──────── Material supplied ────────

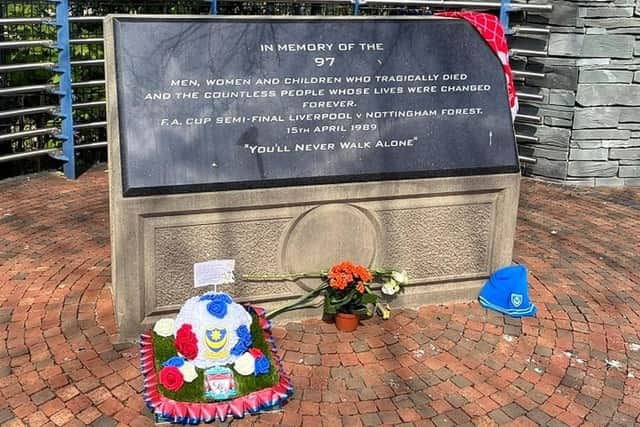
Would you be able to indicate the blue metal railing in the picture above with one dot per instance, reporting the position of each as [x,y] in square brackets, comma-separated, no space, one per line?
[65,90]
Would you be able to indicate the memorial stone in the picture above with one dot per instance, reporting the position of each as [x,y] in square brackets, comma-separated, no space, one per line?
[287,144]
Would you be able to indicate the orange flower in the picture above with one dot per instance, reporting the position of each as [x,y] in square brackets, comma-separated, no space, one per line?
[346,273]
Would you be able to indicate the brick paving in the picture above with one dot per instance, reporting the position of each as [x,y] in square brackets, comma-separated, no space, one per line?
[576,363]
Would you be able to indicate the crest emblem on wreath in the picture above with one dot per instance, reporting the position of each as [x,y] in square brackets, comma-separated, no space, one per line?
[516,300]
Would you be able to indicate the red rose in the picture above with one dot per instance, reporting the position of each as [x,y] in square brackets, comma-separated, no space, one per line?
[171,378]
[186,342]
[255,352]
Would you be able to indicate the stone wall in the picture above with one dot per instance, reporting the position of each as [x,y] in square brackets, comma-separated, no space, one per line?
[591,129]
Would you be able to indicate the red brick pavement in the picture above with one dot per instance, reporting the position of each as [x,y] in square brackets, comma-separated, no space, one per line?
[576,363]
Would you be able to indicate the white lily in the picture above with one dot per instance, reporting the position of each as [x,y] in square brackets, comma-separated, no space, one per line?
[245,364]
[401,277]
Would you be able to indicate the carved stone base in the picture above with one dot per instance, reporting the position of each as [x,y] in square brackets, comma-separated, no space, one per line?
[448,233]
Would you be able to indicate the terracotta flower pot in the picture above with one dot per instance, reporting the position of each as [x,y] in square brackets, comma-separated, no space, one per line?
[347,322]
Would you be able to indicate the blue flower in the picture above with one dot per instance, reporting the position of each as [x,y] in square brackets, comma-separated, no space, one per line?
[176,361]
[244,341]
[217,306]
[262,366]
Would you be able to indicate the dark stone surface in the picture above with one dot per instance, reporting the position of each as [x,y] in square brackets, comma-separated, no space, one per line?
[176,155]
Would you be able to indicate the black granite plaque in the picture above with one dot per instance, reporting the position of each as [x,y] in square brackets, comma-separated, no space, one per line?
[224,103]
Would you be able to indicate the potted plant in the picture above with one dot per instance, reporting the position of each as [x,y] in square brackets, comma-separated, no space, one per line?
[347,296]
[347,291]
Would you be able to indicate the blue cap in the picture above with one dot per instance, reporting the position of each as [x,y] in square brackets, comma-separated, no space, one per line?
[507,292]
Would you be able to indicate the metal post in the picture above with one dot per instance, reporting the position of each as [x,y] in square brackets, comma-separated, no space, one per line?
[65,92]
[504,14]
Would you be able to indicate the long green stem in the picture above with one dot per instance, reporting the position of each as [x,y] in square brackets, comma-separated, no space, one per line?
[303,299]
[275,277]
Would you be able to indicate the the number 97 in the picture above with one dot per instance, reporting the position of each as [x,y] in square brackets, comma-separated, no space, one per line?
[321,62]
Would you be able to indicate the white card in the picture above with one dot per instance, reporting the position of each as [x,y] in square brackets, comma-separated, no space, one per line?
[216,272]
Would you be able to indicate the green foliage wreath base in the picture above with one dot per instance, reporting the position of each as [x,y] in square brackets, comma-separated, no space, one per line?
[163,349]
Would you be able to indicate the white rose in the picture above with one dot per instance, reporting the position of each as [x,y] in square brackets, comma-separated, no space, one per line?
[164,327]
[390,287]
[401,277]
[245,364]
[188,371]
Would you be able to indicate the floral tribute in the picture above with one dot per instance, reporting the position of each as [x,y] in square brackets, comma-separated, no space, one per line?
[216,360]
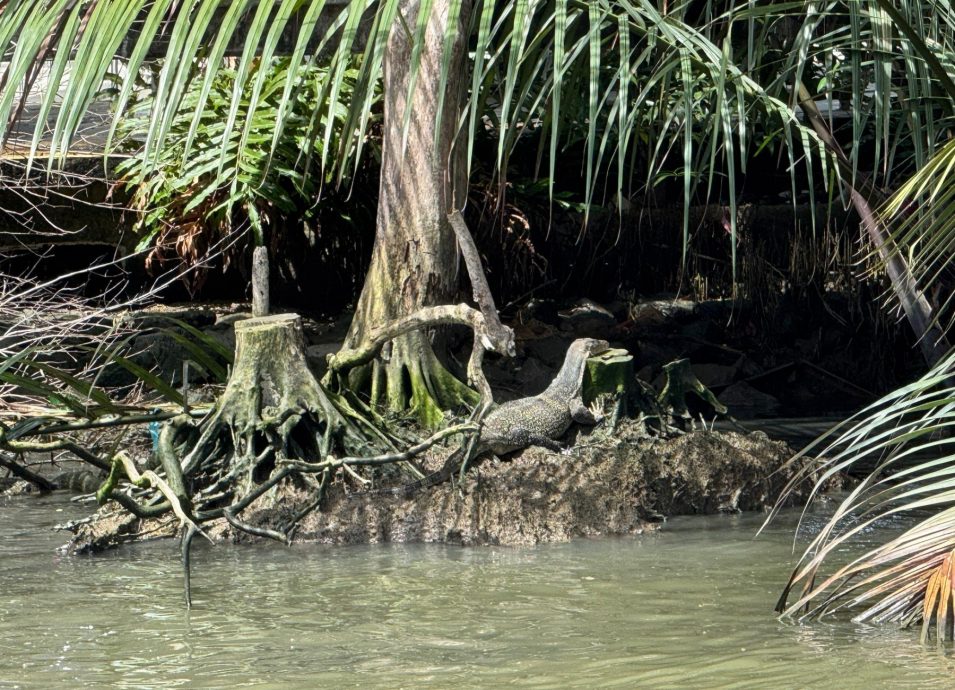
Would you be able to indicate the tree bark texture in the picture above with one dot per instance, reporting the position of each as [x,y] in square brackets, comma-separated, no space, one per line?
[414,259]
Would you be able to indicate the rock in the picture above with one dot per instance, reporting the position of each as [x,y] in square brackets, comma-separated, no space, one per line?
[746,402]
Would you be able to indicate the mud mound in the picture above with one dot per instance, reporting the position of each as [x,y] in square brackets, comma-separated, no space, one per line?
[607,485]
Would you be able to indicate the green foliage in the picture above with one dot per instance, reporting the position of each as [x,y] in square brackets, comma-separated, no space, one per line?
[206,179]
[908,436]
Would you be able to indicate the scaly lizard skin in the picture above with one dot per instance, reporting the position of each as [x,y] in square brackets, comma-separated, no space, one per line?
[535,421]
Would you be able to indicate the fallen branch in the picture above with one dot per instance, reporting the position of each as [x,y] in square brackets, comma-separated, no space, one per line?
[144,480]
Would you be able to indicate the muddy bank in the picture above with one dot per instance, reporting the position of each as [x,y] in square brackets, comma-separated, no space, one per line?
[607,485]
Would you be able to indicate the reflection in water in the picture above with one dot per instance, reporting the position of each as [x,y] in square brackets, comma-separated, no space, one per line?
[690,606]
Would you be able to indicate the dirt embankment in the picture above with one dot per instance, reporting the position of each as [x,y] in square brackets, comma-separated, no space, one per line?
[608,484]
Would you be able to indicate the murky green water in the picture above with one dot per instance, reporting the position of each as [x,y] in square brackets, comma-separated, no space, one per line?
[690,606]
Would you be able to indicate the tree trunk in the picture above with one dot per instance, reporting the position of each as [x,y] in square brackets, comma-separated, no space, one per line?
[414,258]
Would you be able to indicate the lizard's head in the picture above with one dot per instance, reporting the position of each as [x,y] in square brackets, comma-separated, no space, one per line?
[588,347]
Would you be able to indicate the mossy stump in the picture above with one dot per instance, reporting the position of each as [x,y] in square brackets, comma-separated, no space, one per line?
[272,410]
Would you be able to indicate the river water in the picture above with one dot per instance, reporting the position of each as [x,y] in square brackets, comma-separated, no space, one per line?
[687,607]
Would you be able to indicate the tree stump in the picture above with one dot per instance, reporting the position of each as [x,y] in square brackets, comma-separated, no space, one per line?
[611,374]
[273,409]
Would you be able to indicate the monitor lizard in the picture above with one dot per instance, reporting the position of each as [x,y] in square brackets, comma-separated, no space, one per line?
[538,420]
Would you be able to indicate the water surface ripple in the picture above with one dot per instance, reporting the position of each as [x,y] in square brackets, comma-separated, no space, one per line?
[688,607]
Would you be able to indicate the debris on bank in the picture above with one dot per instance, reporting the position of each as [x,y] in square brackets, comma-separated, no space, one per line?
[605,485]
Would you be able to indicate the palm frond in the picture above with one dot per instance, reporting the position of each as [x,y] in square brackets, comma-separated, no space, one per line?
[921,218]
[908,437]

────────

• **Problem details**
The records above should be repeated exactly, with every picture omitted.

• **Answer to this exercise**
Would you be able to indicate the blue metal railing in the picture above with one dot per instance, reporting the position of each as [x,y] in square brackets, comma-separated, no space, one per line?
[65,90]
Would you be able to indicate the memorial stone in the picture above with one dot per instance, reporting the position of each as [x,y] in square brackets, comma-separated, no space, one per line?
[287,144]
Would you be able to indicate the orange flower in the picture above with one dot per instance, reporting the position of each as [x,y] in square brackets, comma-separated, no space, one per line?
[346,273]
Would you be able to indicate the brick paving in the picture above with one dot per instance, reporting the position of each as [x,y] in square brackets, comma-separated, no space, one per line?
[576,363]
Would you be able to indicate the crest emblem on wreath in the picture above with one dot per instance, reporting the position of each as [x,y] in square brackets, comma-separated, no space, one per line?
[516,300]
Would you be able to indicate the red rose in the picture above with one dot per instance, reporting the position of each as [x,y] in square brackets, comma-separated, no space, one per line?
[171,378]
[186,342]
[255,352]
Would you be able to indicate the stone wall in the picture above with one dot per instance, reporting the position of each as [x,y] in square brackets, comma-separated, no space, one per line?
[591,129]
Would you be able to indicate the red brick pavement in the picture above with one dot per instance, reporting the position of each as [x,y] in square brackets, comma-separated, no space, one per line?
[576,363]
Would you be able to indicate the white lily in the picture above with one dot per instance, reporting the position of each as [x,y] in square brackets, comma-separated, no space, one per line?
[245,364]
[401,277]
Would you be able to indicate the carved stone base in the picture above with one dot per instance, reporting the position of each as [x,y] in square brackets, comma-separated, no space, one per line?
[448,233]
Would you be able to indicate the terracotta flower pot in the picture above with one dot per instance, reporting the position of each as [x,y] in square brackets, comma-separated, no space, one per line?
[347,322]
Would you be able to indicate the blue flower in the picture above with one dot per instance, reporting the position of each as [x,y] in square brackets, comma-separated, no space, one per line?
[176,361]
[244,341]
[217,306]
[262,366]
Would you be able to indicate the dark stone surface in the picture above with one dot per instance, reporting the position of each as [x,y] in square brackets, comma-separated, no space, one per line?
[176,155]
Would you be able to indicate the black granite plaque in the picture above with one dot per instance, reporting the position of each as [x,y] in square brackets, comma-separated, no space, one per line?
[224,103]
Would you be able to indicate the potted plant in the picture above with one dot per instance, reporting the position of each as [x,y] in square brackets, comma-separated, no space, one per line?
[347,296]
[347,291]
Would you be able to indicate the blue cap in the picture above with one dot per instance, reporting the position of each as [x,y] in square brackets, comma-separated, no space, one per line?
[507,292]
Would you be able to indicate the metal post in the picture above with one dot per instance, reporting the position of each as [x,y] in square brackets, comma-separated, no space, one per line?
[65,92]
[504,14]
Would you be able to indicate the long green stem in the picture above with one dot per instance, reporting the position of each as [x,y] in square brackets, comma-separated, no space, one per line?
[303,299]
[275,277]
Would you be able to indicate the the number 97 in the picture above with one dot per instance, reporting the position of each as [x,y] in square brackets, comma-separated, no space, one per line?
[321,62]
Would you be able to indicate the white card in the picture above with one dot per instance, reporting the position of each as [x,y] in square brackets, comma-separated, no space, one per line?
[216,272]
Would you be able to indicate the green foliage wreath base in the picture above with one dot per instance, reporting the position of each as [x,y] in square brackets, comma-separated, no space, one per line?
[163,349]
Would you be able to indicate the white rose in the picture above with one dot per instance, reporting the position of each as [x,y] in square brackets, comma-separated, no space, one per line?
[164,327]
[390,287]
[401,277]
[245,364]
[188,371]
Would you be able to indicate the floral tribute in the picture above with one dot per instance, reporting the position of each as [x,y] in square brackets, comma-separated, no space, one per line?
[216,360]
Would you be able to indicate the tree bark texture in the picture above with one dot per instance, reporting the position of each as [x,y] in square brackets, comma-separated, no space, one per line?
[414,259]
Would you be able to indicate the rock in the picture above with one dot per instance, reporting the position of each as [x,y] in square brackets, comma-separated, no space, one per line?
[746,402]
Would you be able to indicate the mud mound in the picture above with one dot per instance, reporting the position of each as [x,y] in square brackets, comma-separated, no space, one per line?
[607,485]
Would you be able to indicate the green foliage in the picture above with one dot per instance, reporting the position of each as [x,y] in square brackets, comma-separated, no space, one per line?
[206,179]
[908,436]
Would you be able to indicate the scaly lizard skin in the picture above with one dot per instance, reporting the position of each as [x,y] in square brackets, comma-separated, no space, one per line?
[535,421]
Would you be able to indicate the fallen branch in the picture above with one dot per instance, reporting the position of each as [x,y] in square brackets, comma-separated, no space, one per line?
[144,480]
Would you be able to indicate the muddy bank in the picture above with one dot per instance, reporting the position of each as [x,y] in square brackets, comma-separated, no space, one per line?
[607,485]
Would you be able to indicate the reflection in water in the picture above with one dot per instance, reporting the position of each as [x,y] in square brackets, comma-separated, no space, one per line?
[690,606]
Would you be able to indicate the dirt embankment in the picture above with one dot per instance, reporting the position of each as [x,y] in square brackets, comma-separated, no space, one per line?
[608,484]
Would you be able to indicate the murky green water in the picture above with one dot per instance, reporting the position of each as [x,y] in square brackets, comma-separated, no space, one per line?
[690,606]
Would you be able to indicate the tree trunk in the picture above with one dot per instance, reporting the position of each as [x,y] in square brackets, comma-separated, no space, one per line?
[414,258]
Would you be able to indicate the lizard's head in the picture above with one dot per instance, reporting the position of each as [x,y] in square brackets, comma-separated, no space, one per line?
[588,347]
Would you be able to indicate the mossy stump in the picture above with one dot per instance, reporting the position of each as [x,y] in square brackets, comma-separated, no space, one per line?
[272,410]
Would you be able to indicate the river water in the picture above with one dot per instance, reporting the position of each as [x,y] in square brackets, comma-separated, no space, one per line?
[687,607]
Would you be able to indicate the tree stump in the picture above with one dot per instance, reporting the position of each as [x,y] in square brackets, comma-separated, no space, one per line?
[611,374]
[273,409]
Would you be able to indicate the monitor lizard in the picture above with one dot per instance, reporting the position of each as [x,y] in square brackets, comma-separated, no space, one per line?
[538,420]
Would you be able to indicate the water surface ripple in the picture above with one dot per instance, reporting the position of each as [x,y] in square brackets, comma-separated, no space, one per line?
[688,607]
Would you be able to indicate the debris on bank in the picture above with one dot per instance, reporting the position of each as [x,y] in square brackets, comma-separated, no space, one per line?
[605,485]
Would you be able to indicate the palm frond in the picture above with one dot per instance, reporting the position of each as [x,y] in square brackets, comma-separated, no space, one per line?
[921,218]
[908,437]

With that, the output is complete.